Stored data entries:

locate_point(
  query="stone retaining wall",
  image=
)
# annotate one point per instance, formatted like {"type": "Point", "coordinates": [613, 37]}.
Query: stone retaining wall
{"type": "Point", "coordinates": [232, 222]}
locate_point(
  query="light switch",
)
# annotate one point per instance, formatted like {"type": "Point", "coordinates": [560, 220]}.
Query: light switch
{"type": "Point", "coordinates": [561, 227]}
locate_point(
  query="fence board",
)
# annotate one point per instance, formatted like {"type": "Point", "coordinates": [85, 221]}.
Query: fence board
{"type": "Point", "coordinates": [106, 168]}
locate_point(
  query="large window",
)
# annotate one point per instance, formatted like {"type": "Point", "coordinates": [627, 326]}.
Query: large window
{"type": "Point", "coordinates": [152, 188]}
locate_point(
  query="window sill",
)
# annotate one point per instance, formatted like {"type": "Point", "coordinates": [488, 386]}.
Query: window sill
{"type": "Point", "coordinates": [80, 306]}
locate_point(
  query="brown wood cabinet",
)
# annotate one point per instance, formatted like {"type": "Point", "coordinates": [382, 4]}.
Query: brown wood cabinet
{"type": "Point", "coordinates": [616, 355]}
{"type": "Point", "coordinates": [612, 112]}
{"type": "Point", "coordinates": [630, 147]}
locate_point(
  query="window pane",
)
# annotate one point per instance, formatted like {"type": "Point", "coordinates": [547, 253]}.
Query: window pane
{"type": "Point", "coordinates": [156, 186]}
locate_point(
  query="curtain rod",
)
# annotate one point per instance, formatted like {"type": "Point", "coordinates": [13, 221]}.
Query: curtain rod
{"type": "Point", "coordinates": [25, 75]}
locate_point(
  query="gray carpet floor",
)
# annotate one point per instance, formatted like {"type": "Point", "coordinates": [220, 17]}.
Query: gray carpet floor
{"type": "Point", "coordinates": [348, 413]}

▶ [THE TASK]
Your task is to restate, word for word, each line from the one that includes "Query: curtain rod" to the end of the records, with both ends included and nothing else.

▶ [THE ANSWER]
Query: curtain rod
{"type": "Point", "coordinates": [25, 75]}
locate_point(
  query="gray carpet floor",
)
# annotate one point per instance, formatted like {"type": "Point", "coordinates": [220, 17]}.
Query: gray carpet floor
{"type": "Point", "coordinates": [348, 413]}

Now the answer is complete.